**Written task:** Find the line that contains "of the lofted" in the entries below. Output it and each later line exactly, and nothing else.

START

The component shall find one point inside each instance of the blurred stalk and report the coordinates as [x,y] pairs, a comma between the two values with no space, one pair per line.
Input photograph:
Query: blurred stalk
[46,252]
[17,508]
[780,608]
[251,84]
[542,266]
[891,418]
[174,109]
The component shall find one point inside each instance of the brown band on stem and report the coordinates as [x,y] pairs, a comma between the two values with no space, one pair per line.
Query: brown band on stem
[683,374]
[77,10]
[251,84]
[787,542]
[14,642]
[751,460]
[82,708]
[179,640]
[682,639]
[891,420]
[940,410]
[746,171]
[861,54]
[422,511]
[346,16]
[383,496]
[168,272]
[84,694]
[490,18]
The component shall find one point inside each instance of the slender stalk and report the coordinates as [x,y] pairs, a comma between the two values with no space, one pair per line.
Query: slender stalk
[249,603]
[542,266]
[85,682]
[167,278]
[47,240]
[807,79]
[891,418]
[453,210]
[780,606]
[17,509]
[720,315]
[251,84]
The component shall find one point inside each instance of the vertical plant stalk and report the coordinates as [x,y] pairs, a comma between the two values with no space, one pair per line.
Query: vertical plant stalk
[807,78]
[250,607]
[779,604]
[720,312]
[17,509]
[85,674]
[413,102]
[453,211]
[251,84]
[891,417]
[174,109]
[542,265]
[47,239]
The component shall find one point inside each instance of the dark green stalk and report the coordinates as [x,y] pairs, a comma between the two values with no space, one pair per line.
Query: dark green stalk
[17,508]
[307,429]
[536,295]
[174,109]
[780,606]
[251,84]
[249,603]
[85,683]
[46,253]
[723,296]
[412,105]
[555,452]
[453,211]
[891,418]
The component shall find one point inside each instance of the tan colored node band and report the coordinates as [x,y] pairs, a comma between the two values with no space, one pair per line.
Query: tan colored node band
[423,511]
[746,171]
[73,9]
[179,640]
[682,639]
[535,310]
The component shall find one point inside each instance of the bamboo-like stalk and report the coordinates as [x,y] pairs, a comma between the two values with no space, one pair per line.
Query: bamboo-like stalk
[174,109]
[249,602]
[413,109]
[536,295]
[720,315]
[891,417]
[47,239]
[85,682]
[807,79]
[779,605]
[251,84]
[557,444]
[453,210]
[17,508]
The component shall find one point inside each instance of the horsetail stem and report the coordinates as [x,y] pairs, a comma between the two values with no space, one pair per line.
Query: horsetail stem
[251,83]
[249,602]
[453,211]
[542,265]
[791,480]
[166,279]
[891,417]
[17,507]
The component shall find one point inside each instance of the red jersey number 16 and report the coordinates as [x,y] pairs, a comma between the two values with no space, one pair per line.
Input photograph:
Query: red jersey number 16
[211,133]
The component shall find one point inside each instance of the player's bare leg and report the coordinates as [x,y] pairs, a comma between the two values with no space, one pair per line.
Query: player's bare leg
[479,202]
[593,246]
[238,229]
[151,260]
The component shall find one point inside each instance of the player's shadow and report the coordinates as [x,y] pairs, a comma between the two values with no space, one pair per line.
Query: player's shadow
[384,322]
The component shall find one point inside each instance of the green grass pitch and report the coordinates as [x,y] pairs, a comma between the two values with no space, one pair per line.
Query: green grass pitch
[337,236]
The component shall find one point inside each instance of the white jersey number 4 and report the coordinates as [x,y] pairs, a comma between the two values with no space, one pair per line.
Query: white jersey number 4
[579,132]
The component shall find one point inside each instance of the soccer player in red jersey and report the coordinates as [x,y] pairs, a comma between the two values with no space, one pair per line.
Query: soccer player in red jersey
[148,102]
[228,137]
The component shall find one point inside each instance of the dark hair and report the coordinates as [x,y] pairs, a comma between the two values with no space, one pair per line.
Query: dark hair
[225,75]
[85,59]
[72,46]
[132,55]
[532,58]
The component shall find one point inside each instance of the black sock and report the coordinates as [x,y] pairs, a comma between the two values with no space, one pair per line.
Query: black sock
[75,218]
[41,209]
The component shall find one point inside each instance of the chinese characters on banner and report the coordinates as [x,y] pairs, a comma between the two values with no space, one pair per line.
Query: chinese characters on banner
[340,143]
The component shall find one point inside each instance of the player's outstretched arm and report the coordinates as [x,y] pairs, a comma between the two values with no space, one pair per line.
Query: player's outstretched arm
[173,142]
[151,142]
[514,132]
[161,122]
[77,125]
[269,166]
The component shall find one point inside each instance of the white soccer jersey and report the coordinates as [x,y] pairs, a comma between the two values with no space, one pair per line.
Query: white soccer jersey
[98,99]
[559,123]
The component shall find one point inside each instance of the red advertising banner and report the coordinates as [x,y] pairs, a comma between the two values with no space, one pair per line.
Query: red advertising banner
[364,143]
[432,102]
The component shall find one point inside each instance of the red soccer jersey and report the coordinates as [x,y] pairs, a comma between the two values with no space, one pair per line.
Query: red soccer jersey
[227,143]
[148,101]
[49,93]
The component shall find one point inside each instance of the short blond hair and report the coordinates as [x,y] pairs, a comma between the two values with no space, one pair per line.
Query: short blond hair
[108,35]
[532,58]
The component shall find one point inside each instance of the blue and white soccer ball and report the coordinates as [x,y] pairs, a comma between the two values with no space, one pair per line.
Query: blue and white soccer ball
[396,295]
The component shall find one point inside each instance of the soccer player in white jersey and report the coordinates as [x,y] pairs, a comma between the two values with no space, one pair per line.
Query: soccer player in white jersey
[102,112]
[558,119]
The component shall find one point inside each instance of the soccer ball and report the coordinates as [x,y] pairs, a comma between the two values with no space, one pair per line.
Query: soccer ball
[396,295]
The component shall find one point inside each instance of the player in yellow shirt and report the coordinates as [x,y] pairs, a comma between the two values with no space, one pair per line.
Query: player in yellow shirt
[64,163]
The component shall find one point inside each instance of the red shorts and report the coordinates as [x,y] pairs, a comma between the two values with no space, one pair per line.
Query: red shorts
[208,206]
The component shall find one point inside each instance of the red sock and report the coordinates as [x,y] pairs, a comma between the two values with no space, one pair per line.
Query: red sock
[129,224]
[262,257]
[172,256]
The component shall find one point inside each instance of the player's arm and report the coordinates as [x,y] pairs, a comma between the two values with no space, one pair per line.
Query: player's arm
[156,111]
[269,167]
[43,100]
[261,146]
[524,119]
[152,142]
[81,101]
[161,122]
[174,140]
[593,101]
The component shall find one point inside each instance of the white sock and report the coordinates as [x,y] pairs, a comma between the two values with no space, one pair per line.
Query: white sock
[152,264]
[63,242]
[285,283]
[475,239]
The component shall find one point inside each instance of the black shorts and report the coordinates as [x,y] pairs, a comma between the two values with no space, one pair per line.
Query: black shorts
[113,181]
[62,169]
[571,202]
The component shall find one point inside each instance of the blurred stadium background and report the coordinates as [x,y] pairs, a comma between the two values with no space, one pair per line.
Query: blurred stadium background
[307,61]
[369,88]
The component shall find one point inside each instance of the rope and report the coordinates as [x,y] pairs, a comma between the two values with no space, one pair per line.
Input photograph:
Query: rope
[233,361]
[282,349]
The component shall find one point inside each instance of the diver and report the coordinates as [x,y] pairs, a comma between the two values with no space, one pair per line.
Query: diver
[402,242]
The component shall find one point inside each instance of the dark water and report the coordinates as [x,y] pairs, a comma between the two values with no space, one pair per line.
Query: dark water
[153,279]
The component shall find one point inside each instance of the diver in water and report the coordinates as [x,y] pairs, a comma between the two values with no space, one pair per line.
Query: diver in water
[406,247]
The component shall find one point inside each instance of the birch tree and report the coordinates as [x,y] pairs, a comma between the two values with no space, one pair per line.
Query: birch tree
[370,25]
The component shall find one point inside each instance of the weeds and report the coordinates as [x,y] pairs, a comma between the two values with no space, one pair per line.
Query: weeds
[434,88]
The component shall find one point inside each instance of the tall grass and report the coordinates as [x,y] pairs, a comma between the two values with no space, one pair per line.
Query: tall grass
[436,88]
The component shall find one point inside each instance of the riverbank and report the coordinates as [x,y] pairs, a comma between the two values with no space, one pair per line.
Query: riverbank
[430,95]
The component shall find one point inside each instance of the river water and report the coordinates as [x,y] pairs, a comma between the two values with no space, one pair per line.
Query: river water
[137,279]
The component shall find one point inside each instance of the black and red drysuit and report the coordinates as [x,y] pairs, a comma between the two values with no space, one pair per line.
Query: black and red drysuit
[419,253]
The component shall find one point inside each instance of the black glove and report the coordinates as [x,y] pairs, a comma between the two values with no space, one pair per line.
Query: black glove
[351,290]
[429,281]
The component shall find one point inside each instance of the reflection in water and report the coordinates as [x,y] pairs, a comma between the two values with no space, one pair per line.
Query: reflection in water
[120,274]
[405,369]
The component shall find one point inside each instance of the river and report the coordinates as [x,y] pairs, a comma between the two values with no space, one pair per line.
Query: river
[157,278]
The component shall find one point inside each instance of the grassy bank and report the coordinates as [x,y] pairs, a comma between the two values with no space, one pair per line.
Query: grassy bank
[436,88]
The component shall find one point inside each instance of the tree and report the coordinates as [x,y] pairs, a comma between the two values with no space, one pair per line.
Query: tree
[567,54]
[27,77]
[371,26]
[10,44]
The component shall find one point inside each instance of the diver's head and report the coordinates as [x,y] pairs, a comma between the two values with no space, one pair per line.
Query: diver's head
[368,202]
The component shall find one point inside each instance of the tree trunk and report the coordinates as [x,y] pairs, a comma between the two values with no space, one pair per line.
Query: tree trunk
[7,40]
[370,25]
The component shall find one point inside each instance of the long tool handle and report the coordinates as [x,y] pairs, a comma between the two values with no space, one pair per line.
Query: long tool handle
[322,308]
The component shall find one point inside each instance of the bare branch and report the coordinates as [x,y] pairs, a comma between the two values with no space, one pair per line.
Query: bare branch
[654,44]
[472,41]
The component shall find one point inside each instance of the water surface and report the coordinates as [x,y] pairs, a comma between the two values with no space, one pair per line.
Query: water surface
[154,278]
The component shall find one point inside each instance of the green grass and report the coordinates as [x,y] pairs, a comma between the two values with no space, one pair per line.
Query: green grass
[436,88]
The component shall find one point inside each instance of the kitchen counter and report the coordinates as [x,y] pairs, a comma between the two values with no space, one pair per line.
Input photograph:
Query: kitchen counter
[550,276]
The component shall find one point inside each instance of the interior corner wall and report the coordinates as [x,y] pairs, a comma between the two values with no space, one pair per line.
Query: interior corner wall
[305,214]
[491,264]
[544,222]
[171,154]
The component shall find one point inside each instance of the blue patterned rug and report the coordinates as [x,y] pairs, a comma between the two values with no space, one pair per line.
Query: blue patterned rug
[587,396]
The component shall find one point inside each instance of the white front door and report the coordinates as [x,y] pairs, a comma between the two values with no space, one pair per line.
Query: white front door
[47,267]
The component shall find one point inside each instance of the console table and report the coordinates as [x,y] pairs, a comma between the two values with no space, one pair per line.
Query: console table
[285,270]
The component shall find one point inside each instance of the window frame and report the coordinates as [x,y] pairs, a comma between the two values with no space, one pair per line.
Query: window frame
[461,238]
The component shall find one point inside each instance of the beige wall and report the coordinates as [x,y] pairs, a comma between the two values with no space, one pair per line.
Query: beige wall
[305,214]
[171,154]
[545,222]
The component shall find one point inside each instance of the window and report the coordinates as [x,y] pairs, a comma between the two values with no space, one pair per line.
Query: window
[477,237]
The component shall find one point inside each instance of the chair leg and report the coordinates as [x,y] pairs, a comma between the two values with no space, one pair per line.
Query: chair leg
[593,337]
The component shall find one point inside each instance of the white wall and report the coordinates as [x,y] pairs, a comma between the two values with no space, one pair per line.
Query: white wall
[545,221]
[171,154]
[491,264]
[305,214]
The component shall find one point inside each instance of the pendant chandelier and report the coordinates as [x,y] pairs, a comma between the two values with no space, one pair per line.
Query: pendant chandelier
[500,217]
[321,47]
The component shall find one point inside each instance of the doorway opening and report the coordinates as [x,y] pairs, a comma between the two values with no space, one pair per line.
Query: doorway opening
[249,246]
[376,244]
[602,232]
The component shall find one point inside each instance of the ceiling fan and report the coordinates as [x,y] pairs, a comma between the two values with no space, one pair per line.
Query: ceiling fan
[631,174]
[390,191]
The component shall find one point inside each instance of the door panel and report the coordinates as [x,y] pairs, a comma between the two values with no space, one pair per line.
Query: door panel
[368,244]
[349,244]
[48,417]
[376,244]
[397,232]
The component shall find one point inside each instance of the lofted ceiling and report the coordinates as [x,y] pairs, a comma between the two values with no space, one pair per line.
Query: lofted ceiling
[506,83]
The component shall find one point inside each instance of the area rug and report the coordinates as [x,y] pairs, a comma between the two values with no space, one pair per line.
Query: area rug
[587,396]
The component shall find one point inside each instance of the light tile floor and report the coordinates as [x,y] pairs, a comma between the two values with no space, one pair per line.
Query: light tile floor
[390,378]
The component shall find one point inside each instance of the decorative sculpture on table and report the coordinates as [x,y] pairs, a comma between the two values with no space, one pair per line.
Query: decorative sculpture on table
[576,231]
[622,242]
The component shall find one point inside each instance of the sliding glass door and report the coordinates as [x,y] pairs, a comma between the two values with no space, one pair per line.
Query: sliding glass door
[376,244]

END

**Written solution:**
The component shall find one point inside each instance of the lofted ceiling and report the coordinates as [x,y] pairs, a comma between the two values with no space, one pair per line.
Query: lofted ceiling
[506,83]
The component shall find one point inside each instance of the area rug and report the coordinates as [x,y] pairs, a comma between the two values with no space, one pair per line.
Query: area rug
[587,396]
The component shall find one point inside each instance of the light tile floor and report the coordinates as [x,y] pairs, a comma between the two values with no space, one pair per line.
Query: light tile floor
[390,378]
The component shall find one point inside each instance of the decorative sculpture on table and report the coordinates as [x,y] pairs, a comma between the two values with no space, one pair per line.
Query: decorative sculpture on table
[576,231]
[622,242]
The component shall find one point inside each instance of the sliding glass door and report the coordinates as [x,y] pairs, a comma between the two values with no space, one pair per line.
Query: sliding glass door
[376,244]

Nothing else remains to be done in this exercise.